--- YOUR OBJECTIVE ---
Count the lines in the entries below that contain the word "bare", and reply with only that number.
------ EXERCISE DATA
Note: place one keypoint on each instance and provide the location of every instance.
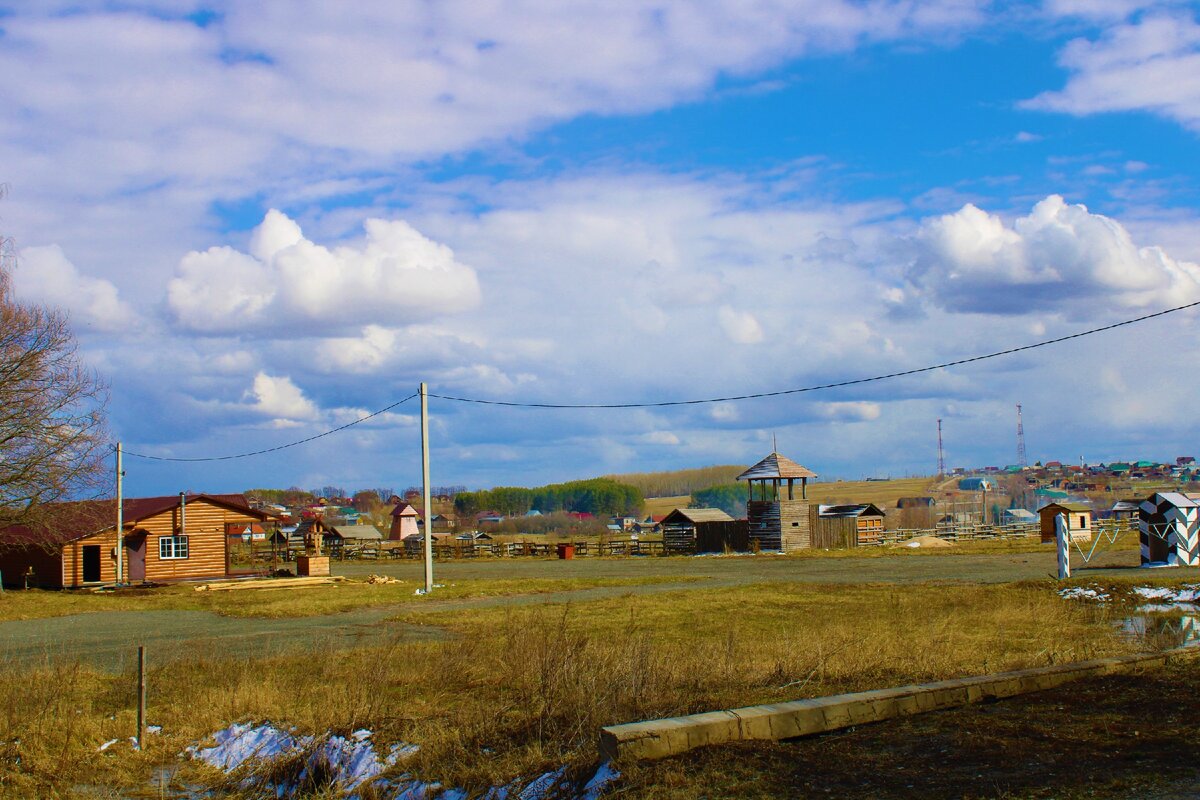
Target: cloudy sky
(270, 218)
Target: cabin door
(136, 557)
(91, 563)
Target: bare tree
(53, 432)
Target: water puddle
(1162, 626)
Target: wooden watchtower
(778, 518)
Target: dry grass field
(515, 689)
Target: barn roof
(696, 515)
(856, 510)
(357, 531)
(67, 522)
(775, 465)
(1066, 506)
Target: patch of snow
(1167, 608)
(539, 788)
(604, 776)
(352, 761)
(1080, 593)
(1189, 594)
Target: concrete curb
(675, 735)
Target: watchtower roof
(775, 467)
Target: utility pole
(941, 455)
(120, 518)
(425, 489)
(1021, 458)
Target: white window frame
(173, 548)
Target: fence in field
(264, 557)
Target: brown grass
(521, 690)
(311, 601)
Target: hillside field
(882, 493)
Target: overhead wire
(729, 398)
(839, 384)
(277, 447)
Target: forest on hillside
(599, 495)
(679, 481)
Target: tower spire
(1021, 458)
(941, 453)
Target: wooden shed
(1079, 521)
(777, 518)
(846, 525)
(163, 540)
(702, 530)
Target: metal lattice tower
(1021, 458)
(941, 453)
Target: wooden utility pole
(425, 489)
(120, 518)
(142, 697)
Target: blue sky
(270, 218)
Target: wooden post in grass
(426, 491)
(142, 696)
(1062, 534)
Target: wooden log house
(163, 541)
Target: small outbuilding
(1018, 517)
(846, 525)
(1079, 521)
(701, 530)
(403, 522)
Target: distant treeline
(681, 481)
(730, 498)
(600, 495)
(558, 523)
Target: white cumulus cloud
(46, 276)
(972, 260)
(741, 326)
(280, 398)
(287, 282)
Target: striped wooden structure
(1169, 529)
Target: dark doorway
(91, 563)
(136, 555)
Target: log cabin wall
(207, 541)
(207, 546)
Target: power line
(694, 402)
(833, 385)
(291, 444)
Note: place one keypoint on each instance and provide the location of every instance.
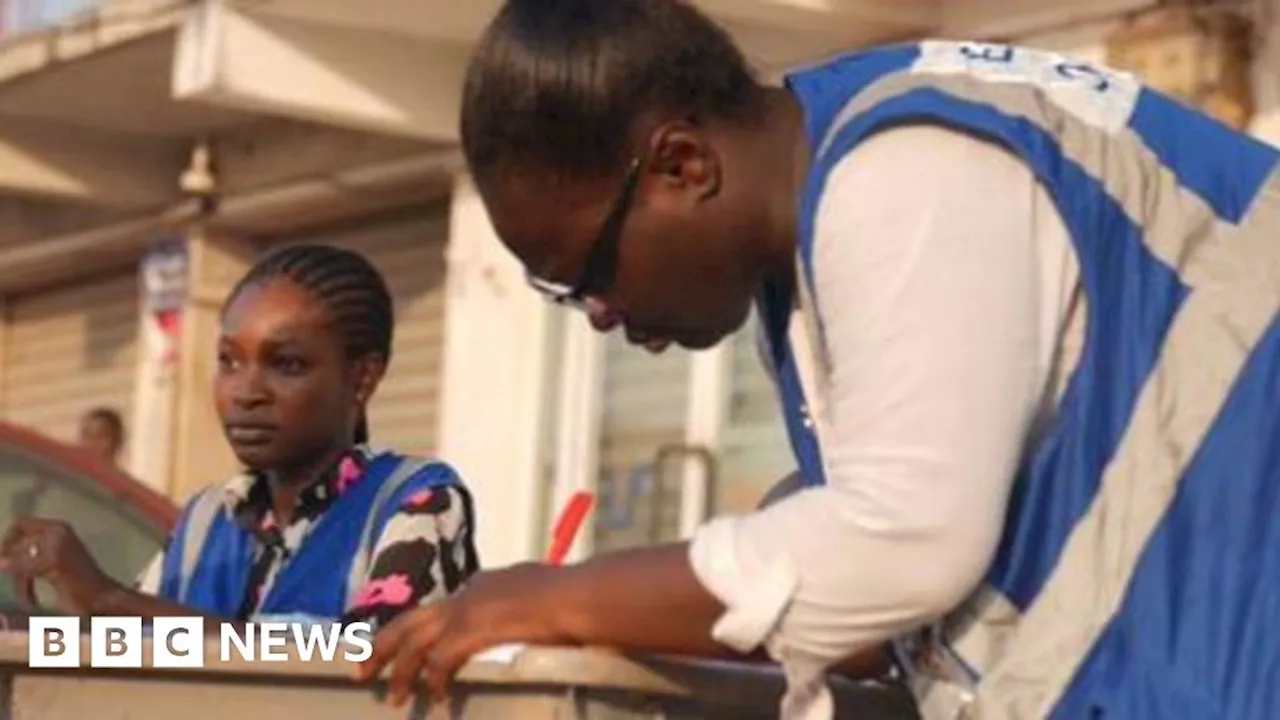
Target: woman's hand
(36, 548)
(510, 605)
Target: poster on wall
(164, 291)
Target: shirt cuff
(754, 588)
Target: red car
(122, 522)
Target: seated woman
(316, 524)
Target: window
(118, 536)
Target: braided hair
(348, 285)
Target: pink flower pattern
(348, 474)
(417, 500)
(392, 589)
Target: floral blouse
(426, 550)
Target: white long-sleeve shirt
(945, 282)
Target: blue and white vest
(210, 555)
(1139, 569)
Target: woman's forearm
(599, 602)
(672, 611)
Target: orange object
(567, 525)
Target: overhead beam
(339, 76)
(1008, 19)
(851, 18)
(42, 159)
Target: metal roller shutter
(68, 350)
(754, 447)
(408, 250)
(645, 399)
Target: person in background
(101, 432)
(318, 524)
(1023, 311)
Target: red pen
(567, 525)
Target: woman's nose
(603, 318)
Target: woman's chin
(255, 458)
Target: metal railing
(19, 17)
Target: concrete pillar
(200, 455)
(493, 402)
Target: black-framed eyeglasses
(600, 265)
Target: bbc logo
(115, 642)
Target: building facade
(151, 149)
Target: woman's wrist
(108, 597)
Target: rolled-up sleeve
(927, 281)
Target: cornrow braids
(348, 285)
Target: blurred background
(151, 149)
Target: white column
(493, 374)
(577, 424)
(155, 397)
(704, 420)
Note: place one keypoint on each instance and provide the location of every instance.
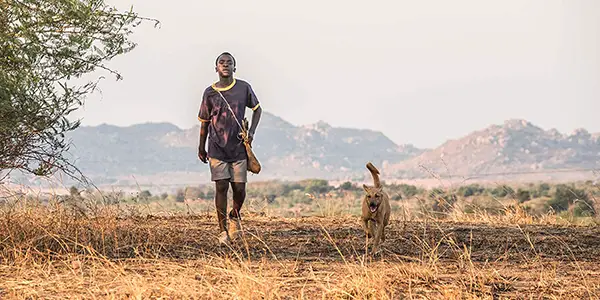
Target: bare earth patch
(178, 257)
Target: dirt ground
(317, 257)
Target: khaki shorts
(235, 171)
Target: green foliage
(442, 201)
(566, 196)
(317, 186)
(347, 186)
(471, 190)
(145, 195)
(44, 46)
(180, 196)
(523, 195)
(408, 190)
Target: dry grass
(109, 252)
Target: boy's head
(225, 65)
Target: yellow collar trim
(214, 86)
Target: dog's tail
(375, 174)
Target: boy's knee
(222, 186)
(239, 187)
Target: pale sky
(421, 72)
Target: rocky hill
(286, 151)
(162, 152)
(516, 146)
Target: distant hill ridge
(320, 150)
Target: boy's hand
(250, 138)
(202, 155)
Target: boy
(226, 152)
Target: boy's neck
(225, 81)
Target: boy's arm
(204, 118)
(255, 119)
(253, 104)
(202, 155)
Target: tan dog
(376, 209)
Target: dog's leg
(371, 228)
(377, 239)
(367, 228)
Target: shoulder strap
(231, 110)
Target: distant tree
(317, 186)
(523, 195)
(346, 186)
(502, 191)
(408, 190)
(565, 196)
(145, 195)
(44, 46)
(471, 190)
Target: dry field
(52, 252)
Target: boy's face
(225, 66)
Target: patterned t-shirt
(224, 141)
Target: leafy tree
(44, 46)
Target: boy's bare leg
(239, 195)
(222, 186)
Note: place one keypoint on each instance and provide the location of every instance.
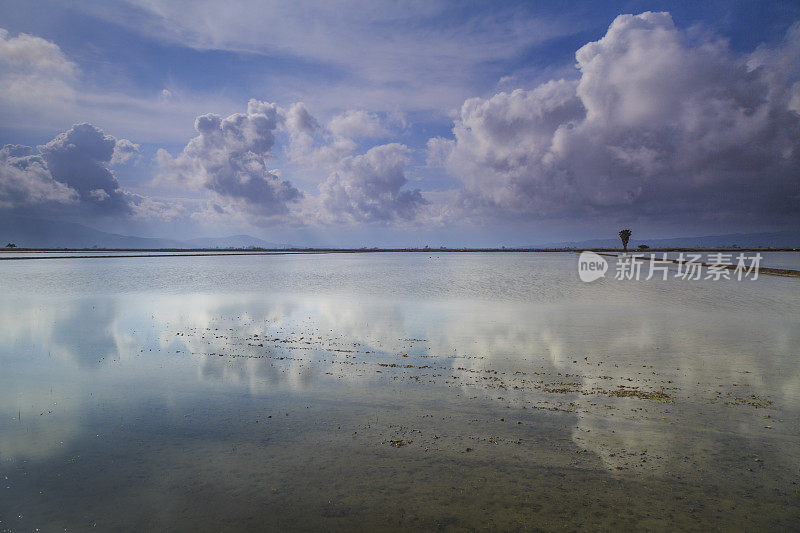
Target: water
(335, 391)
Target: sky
(402, 123)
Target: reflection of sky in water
(100, 342)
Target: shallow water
(455, 391)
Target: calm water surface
(455, 391)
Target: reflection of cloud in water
(693, 349)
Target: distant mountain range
(779, 239)
(36, 233)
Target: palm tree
(625, 235)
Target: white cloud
(25, 180)
(229, 159)
(655, 124)
(124, 151)
(357, 123)
(70, 176)
(367, 188)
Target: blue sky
(371, 123)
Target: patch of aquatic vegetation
(655, 396)
(753, 400)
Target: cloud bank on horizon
(651, 122)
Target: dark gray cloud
(655, 124)
(78, 158)
(229, 157)
(367, 187)
(68, 175)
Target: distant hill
(780, 239)
(36, 233)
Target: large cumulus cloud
(229, 158)
(368, 187)
(69, 174)
(656, 123)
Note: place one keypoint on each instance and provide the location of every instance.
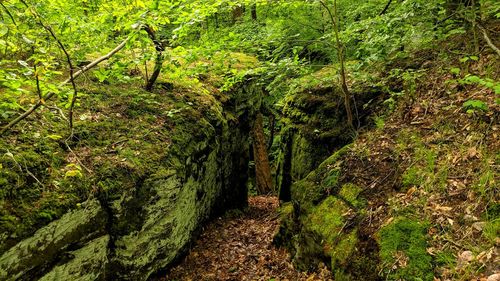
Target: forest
(250, 140)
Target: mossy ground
(122, 135)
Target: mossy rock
(403, 245)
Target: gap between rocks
(239, 246)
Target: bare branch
(8, 13)
(386, 8)
(488, 40)
(75, 75)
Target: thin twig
(386, 8)
(49, 29)
(37, 83)
(488, 40)
(76, 156)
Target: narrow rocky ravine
(239, 247)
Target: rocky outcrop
(314, 125)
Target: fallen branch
(488, 40)
(75, 75)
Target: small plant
(474, 106)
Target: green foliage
(403, 245)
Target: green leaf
(54, 137)
(475, 105)
(73, 173)
(455, 70)
(3, 30)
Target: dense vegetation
(380, 118)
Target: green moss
(492, 230)
(403, 252)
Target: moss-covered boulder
(314, 124)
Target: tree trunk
(254, 12)
(262, 168)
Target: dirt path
(240, 248)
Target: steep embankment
(415, 197)
(238, 246)
(124, 197)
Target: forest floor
(239, 246)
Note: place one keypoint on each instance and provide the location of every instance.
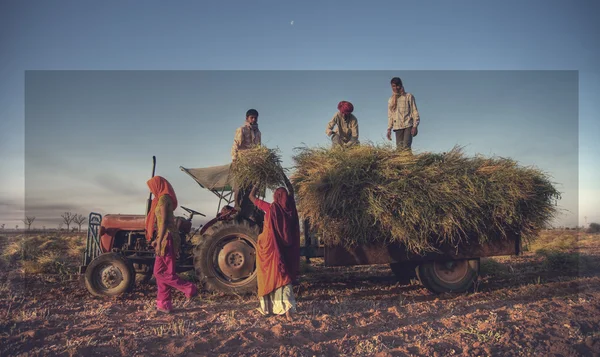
------------
--- OUTPUT OF THE EXERCISE ---
4